──────── Information

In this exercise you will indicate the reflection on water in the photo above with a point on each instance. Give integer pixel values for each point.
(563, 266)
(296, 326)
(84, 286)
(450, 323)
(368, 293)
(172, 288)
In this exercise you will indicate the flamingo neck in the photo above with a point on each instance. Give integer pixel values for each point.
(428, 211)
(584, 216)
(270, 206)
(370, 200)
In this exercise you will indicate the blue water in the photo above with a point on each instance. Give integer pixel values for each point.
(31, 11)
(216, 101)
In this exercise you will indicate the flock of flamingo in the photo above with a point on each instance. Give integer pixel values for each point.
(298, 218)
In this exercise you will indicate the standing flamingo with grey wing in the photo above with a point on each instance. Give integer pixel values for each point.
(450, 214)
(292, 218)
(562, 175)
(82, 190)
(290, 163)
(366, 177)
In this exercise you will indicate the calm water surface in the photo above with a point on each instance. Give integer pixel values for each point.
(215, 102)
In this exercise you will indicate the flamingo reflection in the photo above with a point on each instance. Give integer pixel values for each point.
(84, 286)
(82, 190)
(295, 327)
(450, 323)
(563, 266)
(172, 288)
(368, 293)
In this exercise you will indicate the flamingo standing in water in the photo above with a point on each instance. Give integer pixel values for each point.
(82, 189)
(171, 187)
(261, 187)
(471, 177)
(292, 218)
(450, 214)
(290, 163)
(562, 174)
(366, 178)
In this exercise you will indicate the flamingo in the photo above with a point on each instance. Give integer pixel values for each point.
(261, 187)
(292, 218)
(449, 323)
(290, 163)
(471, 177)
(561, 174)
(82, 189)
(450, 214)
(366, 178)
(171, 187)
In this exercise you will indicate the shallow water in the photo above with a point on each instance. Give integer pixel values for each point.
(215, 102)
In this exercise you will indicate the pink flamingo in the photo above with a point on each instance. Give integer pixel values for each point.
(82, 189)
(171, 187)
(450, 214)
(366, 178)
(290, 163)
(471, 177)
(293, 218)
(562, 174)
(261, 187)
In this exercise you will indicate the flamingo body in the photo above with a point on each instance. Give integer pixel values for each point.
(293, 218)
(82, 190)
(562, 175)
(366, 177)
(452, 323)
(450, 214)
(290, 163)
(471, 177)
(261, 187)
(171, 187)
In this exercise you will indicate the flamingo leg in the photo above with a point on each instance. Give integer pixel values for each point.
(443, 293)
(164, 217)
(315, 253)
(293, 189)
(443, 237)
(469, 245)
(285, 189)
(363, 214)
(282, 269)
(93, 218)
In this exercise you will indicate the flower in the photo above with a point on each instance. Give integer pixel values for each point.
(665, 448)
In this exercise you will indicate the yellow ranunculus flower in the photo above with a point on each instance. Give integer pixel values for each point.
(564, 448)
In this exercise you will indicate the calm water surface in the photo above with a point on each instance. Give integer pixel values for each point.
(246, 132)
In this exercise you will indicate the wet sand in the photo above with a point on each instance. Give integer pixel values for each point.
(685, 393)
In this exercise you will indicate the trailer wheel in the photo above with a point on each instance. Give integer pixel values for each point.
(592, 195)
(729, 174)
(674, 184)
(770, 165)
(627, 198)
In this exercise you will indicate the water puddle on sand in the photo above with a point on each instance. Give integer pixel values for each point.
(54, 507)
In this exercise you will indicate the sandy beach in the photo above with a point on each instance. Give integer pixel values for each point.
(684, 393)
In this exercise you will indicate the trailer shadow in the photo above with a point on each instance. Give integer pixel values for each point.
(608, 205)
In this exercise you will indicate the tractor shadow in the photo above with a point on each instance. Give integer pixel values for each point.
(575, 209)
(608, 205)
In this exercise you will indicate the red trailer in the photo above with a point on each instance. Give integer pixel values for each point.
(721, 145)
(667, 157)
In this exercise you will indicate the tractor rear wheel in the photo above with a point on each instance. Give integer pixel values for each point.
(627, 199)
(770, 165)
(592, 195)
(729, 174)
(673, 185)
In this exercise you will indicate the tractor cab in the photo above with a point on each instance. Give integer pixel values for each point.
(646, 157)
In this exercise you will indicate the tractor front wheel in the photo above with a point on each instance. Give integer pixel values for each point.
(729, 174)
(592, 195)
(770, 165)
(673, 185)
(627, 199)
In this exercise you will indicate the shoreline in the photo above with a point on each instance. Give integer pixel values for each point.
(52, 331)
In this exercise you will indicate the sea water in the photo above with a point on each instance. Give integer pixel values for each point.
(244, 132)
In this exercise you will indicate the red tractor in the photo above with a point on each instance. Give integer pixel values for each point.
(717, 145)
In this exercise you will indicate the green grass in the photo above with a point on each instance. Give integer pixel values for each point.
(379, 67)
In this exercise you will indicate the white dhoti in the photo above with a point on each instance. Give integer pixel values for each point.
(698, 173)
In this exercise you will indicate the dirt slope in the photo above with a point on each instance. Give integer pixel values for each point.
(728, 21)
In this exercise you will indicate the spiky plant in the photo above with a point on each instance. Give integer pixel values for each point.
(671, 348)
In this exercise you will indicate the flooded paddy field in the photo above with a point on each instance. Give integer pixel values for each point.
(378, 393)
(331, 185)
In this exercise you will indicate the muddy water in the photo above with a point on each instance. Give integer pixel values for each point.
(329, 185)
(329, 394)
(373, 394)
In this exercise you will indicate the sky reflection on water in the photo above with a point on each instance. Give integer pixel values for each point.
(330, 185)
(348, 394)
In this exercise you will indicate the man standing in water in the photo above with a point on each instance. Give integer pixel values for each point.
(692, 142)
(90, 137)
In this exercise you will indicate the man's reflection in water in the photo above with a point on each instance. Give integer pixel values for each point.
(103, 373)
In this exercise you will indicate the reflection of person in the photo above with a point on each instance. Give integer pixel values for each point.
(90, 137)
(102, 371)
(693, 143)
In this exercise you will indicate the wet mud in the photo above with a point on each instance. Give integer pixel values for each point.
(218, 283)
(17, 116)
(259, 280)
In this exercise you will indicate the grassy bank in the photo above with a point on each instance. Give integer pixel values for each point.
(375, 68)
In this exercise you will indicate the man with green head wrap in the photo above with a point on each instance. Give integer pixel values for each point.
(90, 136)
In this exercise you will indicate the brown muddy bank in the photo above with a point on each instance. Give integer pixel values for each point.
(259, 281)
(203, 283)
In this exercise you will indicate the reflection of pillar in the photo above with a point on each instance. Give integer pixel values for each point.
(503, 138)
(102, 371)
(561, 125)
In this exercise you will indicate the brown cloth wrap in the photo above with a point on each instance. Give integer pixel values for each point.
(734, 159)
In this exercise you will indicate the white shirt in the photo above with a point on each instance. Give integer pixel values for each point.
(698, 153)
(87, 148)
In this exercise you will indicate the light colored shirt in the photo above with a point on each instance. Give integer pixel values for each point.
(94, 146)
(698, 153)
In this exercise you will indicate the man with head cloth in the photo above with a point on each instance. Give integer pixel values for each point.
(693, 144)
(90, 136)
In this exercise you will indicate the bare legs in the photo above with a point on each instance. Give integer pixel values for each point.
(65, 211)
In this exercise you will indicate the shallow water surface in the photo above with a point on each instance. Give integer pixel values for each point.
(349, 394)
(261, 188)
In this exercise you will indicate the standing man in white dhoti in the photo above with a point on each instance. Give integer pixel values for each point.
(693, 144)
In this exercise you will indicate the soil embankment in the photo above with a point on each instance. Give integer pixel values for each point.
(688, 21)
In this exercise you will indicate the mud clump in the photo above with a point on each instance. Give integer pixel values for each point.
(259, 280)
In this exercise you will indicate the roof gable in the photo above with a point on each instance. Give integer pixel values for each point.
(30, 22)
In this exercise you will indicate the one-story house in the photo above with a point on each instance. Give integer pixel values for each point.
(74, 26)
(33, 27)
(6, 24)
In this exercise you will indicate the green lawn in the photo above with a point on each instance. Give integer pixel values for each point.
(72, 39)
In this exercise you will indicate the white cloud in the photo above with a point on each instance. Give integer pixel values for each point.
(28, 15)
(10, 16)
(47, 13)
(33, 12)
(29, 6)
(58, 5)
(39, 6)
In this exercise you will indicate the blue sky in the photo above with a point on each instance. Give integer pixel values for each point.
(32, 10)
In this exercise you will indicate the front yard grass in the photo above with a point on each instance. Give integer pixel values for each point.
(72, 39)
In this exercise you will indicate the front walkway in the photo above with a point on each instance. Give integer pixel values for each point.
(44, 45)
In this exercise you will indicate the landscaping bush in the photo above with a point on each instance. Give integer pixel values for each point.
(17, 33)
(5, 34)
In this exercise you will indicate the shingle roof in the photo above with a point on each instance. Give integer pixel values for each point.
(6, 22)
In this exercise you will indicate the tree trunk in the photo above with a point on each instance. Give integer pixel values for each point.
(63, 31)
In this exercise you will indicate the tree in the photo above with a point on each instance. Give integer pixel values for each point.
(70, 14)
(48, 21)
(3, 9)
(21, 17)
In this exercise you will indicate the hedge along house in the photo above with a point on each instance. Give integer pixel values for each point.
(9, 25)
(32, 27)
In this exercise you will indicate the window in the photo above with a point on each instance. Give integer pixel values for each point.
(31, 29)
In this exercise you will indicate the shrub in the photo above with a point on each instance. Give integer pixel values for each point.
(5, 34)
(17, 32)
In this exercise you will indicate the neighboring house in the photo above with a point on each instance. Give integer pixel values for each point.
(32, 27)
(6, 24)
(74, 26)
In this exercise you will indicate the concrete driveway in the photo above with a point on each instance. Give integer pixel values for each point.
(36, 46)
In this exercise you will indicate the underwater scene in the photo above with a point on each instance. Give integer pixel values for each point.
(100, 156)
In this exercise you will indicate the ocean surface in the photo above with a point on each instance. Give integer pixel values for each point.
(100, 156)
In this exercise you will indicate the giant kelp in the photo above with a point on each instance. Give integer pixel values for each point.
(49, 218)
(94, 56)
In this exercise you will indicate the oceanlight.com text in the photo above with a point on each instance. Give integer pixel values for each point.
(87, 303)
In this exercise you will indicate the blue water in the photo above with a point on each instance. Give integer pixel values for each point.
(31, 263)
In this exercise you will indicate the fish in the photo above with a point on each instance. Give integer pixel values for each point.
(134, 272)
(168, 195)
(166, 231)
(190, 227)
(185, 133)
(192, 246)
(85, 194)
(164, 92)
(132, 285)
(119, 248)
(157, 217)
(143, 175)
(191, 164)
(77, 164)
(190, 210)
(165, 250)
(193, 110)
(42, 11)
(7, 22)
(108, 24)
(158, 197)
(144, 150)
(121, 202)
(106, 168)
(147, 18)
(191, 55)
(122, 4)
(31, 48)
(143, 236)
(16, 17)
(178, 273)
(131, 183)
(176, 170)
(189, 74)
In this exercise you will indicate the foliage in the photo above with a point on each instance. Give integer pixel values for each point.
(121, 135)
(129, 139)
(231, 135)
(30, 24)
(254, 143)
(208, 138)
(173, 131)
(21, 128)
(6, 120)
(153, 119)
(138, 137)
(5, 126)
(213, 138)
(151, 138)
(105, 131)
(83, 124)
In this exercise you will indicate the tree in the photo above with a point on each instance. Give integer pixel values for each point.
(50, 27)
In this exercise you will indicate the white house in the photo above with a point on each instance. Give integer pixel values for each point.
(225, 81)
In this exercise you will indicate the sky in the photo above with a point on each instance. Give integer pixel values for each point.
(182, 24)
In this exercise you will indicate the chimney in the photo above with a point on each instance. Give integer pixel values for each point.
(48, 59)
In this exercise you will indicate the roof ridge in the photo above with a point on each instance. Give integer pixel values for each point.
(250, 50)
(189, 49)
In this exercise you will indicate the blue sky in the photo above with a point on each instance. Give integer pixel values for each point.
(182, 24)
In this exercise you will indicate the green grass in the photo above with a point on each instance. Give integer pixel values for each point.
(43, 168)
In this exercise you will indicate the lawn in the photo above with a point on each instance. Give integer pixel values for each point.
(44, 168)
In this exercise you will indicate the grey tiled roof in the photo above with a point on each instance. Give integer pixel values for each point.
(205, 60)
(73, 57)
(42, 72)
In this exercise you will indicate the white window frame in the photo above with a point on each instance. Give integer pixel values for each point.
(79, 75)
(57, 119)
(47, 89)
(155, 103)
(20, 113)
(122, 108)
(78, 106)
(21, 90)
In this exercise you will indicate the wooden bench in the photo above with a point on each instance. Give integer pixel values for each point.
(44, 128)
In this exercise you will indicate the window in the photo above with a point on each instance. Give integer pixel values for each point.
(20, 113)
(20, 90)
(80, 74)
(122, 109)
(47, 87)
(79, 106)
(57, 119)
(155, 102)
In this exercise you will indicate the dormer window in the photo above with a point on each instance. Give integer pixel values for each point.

────────────────

» Work item
Transcribe nothing except the lines from the one with "In this exercise you will indicate the lawn" through the end of the data above, each exactly as it appears.

» Output for this exercise
In this exercise you will indicate the lawn in the photo above with a point on each instance. Give integer pixel values for each point.
(44, 168)
In this exercise you will indicate the grey tiled roof in the photo above with a point on each instance. Give integer pixel values for each point.
(205, 60)
(73, 57)
(42, 72)
In this exercise you will indicate the white window frame in the photo above with a point on each instance. Give integer pixel values for each point.
(79, 75)
(57, 119)
(47, 89)
(155, 103)
(20, 113)
(122, 108)
(78, 106)
(21, 90)
In this exercise you will indicate the wooden bench in the photo above with a point on each instance. Give integer pixel values for each point.
(44, 128)
In this exercise you will indicate the window in the photo above with a point on each instance. Give integer pixel values for each point.
(20, 113)
(20, 90)
(80, 74)
(122, 109)
(47, 87)
(79, 106)
(57, 119)
(155, 102)
In this exercise you will indicate the dormer window in the photo above with a point on each instance. Give integer pixel values for each point.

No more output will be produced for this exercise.